* [Provided text]
[start]
Beatrice Bofia

Personal information
- Born: 9 November 1984 (age 41) Bafia, Mbam-et-Inoubou, Cameroon
- Listed height: 6 ft 7.5 in (2.02 m)
- Listed weight: 200 lb (91 kg)

Career information
- High school: College de l'Unite (Yaoundé, Mfoundi, Cameroon); North Shore Technical (Middleton, Massachusetts); Naperville Central (Naperville, Illinois);
- College: Illinois Central (2004–2006); Arizona (2007–2009);
- WNBA draft: 2009: undrafted
- Position: Center
- Number: 44

Career highlights
- NJCAA Division II champion (2006);

= Beatrice Bofia =

Cameroonian basketball player

Beatrice Balana Bofia (born 9 November 1984) is a Cameroonian former collegiate basketball player, who last played for the Arizona Wildcats.

==Early life==
Bofia was born in Bafia, Cameroon to Prosper and Bernadette Bofia and is the older twin sister of Suzy, who was her teammate at Arizona. She is one of 10 children. At 6 feet 7½ inches tall, Bofia played center because of her great height. Bofia began playing basketball at 13 years old. Her younger sister, Suzy, began shortly thereafter.
[end]
* [Entries]
[start]
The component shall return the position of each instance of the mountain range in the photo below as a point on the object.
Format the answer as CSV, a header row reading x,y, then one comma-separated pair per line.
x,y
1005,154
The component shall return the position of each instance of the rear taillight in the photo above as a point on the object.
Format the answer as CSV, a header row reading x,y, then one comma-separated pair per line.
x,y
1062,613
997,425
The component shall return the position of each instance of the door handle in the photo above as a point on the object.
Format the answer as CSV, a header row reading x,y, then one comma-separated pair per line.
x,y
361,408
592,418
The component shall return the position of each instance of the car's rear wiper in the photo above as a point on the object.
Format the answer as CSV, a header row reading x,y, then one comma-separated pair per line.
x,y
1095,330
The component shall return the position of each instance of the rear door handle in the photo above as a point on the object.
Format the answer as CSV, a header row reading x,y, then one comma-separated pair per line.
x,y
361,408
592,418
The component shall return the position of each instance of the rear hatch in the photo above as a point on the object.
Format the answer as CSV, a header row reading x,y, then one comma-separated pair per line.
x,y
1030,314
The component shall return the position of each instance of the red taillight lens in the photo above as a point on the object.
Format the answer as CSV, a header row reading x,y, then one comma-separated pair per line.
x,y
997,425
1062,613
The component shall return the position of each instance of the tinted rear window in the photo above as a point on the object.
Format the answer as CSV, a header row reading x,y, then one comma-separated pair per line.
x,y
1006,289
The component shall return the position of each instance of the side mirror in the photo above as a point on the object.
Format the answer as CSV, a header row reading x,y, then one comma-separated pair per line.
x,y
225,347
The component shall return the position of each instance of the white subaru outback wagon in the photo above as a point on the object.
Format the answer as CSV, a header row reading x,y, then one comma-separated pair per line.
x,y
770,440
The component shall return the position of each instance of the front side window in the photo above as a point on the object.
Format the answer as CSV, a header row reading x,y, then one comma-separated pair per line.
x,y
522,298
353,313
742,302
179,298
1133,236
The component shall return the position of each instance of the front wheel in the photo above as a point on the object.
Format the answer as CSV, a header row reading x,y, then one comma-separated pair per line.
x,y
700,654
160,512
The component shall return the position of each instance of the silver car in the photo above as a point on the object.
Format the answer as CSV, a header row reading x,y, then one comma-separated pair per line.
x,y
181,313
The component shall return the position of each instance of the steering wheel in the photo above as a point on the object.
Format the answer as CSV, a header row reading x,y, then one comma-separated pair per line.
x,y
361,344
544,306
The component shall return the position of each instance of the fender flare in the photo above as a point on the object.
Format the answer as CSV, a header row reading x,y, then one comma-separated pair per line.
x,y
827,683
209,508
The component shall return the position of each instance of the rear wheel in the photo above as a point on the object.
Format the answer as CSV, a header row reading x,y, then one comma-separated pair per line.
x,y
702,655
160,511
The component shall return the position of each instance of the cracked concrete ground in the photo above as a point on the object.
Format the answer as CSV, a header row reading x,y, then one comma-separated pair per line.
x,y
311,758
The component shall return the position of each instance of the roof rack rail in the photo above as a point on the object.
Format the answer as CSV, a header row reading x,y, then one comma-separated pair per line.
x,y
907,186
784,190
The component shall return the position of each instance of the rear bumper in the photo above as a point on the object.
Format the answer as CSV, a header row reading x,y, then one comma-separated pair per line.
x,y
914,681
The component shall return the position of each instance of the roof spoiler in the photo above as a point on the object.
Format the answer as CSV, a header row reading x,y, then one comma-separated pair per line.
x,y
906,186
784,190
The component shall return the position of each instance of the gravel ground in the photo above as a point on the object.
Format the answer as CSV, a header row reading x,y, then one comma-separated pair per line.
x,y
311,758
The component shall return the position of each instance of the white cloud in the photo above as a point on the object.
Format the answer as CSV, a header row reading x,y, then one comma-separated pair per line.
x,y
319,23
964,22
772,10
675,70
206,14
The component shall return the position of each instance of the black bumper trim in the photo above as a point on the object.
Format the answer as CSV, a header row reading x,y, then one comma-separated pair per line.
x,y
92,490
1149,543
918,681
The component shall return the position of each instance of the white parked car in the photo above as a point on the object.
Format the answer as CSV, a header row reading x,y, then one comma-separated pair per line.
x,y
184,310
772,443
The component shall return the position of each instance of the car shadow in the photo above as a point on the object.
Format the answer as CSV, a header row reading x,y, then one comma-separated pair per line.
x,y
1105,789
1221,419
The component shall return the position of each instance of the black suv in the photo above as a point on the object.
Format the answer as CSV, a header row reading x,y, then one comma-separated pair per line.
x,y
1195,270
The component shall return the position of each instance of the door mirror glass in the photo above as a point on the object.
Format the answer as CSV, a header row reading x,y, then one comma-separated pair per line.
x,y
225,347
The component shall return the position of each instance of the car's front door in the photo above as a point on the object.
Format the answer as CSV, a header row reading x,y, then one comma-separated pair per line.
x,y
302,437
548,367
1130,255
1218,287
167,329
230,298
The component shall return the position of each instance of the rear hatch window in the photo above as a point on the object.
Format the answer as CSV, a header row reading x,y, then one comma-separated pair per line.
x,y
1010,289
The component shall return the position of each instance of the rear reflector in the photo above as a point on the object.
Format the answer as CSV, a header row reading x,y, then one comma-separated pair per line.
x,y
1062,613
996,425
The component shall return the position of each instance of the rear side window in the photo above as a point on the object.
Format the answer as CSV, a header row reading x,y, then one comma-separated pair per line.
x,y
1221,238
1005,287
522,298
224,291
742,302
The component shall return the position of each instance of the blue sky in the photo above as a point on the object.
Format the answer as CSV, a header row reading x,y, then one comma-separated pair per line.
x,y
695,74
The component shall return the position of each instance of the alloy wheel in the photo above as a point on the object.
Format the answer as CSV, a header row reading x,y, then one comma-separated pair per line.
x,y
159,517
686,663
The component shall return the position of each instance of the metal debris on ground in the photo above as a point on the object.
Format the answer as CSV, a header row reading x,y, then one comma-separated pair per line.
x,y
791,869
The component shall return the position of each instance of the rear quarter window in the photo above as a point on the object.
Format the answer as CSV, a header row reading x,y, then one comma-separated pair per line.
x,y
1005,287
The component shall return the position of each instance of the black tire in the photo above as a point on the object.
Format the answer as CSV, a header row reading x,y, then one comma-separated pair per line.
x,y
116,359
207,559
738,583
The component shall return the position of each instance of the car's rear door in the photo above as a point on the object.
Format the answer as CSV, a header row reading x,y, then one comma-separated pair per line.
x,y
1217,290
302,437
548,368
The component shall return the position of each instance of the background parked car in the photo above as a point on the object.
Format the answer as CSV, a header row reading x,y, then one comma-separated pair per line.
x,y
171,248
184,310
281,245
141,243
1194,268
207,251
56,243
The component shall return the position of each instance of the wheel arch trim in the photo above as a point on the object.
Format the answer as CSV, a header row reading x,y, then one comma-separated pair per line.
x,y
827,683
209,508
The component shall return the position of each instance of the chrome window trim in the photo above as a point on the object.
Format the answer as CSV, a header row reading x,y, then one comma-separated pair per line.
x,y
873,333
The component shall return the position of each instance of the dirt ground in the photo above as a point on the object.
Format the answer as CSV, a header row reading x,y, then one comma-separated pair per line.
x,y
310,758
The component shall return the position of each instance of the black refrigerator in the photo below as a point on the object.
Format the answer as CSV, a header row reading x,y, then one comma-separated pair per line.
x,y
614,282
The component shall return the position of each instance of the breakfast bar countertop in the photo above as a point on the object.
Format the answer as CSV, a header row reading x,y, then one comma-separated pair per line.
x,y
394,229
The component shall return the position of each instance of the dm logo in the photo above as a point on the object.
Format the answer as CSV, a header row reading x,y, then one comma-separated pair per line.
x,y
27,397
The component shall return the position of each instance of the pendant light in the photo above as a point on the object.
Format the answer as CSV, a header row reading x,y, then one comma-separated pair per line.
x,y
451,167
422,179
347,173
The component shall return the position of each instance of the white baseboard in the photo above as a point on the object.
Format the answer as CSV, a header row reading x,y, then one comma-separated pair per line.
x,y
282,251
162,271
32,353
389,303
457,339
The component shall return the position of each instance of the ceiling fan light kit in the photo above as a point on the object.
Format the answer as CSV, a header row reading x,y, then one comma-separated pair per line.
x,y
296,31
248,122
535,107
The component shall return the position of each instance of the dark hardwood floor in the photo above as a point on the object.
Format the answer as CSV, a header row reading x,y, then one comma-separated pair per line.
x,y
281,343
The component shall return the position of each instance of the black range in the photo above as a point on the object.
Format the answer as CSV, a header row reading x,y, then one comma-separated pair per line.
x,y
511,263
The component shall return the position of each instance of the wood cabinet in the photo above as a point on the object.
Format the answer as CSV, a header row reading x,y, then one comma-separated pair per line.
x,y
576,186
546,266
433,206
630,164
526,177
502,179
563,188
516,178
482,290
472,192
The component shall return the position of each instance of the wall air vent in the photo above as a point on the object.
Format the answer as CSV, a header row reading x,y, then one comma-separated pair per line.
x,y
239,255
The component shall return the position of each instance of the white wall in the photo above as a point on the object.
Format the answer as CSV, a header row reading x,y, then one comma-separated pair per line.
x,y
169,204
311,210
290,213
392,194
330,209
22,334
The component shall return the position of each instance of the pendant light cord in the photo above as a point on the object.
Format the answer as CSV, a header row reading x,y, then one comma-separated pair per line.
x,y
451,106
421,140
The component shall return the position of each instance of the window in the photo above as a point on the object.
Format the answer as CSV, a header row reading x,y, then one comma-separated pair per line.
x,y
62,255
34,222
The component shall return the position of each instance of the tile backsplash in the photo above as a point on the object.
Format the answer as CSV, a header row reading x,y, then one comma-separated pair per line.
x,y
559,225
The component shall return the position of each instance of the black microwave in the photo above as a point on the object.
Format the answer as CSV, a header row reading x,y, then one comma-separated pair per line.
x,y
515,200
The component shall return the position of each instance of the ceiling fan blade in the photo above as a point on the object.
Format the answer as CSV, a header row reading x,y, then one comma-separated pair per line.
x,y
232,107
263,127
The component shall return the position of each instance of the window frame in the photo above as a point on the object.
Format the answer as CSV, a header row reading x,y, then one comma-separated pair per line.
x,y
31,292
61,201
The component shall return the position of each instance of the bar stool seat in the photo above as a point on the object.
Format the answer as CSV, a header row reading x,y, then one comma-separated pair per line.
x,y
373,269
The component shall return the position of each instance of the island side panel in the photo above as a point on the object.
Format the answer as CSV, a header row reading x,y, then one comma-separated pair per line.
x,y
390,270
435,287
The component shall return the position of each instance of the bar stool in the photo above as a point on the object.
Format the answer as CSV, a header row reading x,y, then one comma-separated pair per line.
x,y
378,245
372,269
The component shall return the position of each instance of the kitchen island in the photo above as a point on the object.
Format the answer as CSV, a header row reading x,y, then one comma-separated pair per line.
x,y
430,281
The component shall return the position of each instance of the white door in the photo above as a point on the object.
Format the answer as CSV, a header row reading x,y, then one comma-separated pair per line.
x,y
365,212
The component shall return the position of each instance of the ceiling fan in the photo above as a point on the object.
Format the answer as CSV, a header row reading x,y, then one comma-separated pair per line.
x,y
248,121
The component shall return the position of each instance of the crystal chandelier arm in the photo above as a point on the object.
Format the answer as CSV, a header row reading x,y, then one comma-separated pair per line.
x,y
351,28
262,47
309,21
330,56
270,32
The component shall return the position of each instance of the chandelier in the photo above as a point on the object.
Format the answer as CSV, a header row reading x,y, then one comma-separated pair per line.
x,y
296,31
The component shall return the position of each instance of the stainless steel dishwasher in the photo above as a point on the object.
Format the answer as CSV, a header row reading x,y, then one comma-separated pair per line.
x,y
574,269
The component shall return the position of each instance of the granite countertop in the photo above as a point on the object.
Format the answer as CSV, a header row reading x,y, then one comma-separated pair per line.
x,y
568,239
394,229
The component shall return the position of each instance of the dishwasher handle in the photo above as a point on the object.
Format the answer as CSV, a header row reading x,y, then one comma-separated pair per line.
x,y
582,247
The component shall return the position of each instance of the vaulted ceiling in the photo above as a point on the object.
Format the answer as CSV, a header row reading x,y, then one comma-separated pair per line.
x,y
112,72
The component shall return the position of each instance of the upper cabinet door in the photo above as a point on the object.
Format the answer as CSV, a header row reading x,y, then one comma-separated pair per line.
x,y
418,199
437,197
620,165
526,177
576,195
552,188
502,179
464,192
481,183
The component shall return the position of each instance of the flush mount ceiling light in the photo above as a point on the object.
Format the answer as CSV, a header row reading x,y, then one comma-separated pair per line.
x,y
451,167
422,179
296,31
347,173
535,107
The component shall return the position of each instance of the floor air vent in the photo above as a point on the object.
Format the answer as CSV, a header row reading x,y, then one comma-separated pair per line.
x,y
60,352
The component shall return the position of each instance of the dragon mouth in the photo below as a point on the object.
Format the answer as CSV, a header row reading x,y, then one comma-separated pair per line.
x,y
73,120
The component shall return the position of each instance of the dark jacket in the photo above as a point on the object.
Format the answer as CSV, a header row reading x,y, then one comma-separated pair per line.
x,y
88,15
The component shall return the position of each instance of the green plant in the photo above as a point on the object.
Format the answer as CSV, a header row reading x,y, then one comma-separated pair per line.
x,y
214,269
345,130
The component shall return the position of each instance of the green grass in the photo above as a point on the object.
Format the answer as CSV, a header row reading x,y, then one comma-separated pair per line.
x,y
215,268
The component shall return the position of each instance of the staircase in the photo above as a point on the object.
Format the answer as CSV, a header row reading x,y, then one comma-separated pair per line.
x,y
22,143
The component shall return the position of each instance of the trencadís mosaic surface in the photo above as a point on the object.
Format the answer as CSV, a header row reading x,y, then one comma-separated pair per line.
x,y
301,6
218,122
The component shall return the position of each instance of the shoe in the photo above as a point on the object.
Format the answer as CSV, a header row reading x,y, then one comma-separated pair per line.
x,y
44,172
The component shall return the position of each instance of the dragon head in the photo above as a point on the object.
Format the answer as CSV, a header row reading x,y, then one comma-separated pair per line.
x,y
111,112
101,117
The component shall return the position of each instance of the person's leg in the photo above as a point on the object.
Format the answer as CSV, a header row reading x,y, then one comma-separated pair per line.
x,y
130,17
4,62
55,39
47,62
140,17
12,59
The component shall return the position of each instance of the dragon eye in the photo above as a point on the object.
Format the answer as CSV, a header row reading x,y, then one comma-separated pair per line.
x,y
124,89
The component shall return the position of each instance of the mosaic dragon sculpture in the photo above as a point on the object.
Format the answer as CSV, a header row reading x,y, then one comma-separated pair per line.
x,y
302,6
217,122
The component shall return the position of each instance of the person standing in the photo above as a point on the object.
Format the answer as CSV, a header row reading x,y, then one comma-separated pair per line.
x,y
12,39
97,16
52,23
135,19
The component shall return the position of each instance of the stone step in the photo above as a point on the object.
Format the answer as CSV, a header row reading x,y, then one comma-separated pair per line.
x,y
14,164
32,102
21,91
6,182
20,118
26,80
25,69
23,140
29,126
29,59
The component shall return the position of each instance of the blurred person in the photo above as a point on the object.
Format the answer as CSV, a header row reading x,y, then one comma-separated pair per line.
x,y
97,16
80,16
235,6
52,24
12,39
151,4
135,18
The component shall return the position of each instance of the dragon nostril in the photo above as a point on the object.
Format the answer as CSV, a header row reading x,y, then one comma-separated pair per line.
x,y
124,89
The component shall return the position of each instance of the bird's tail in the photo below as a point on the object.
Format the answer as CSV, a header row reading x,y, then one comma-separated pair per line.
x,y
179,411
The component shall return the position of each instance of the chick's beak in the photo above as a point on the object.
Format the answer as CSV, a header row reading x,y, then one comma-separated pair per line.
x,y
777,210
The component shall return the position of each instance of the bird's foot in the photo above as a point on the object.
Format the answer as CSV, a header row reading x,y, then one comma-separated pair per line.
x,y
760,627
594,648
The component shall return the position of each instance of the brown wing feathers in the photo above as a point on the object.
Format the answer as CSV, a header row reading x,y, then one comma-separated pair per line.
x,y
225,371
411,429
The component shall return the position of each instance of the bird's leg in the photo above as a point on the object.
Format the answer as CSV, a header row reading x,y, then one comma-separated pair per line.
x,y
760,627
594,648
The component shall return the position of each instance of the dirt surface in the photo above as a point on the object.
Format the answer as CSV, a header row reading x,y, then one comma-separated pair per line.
[end]
* [Your tasks]
A: Reproduce the part of the Beatrice Bofia text that opens with the words containing "Cameroonian basketball player" and closes with "began shortly thereafter.", replacing "basketball" with "volleyball".
B: According to the Beatrice Bofia text, at what age did Bofia begin playing basketball?

* [Solutions to each task]
A:
Cameroonian volleyball player

Beatrice Balana Bofia (born 9 November 1984) is a Cameroonian former collegiate volleyball player, who last played for the Arizona Wildcats.

==Early life==
Bofia was born in Bafia, Cameroon to Prosper and Bernadette Bofia and is the older twin sister of Suzy, who was her teammate at Arizona. She is one of 10 children. At 6 feet 7½ inches tall, Bofia played center because of her great height. Bofia began playing volleyball at 13 years old. Her younger sister, Suzy, began shortly thereafter.

B: She began at 13 years old.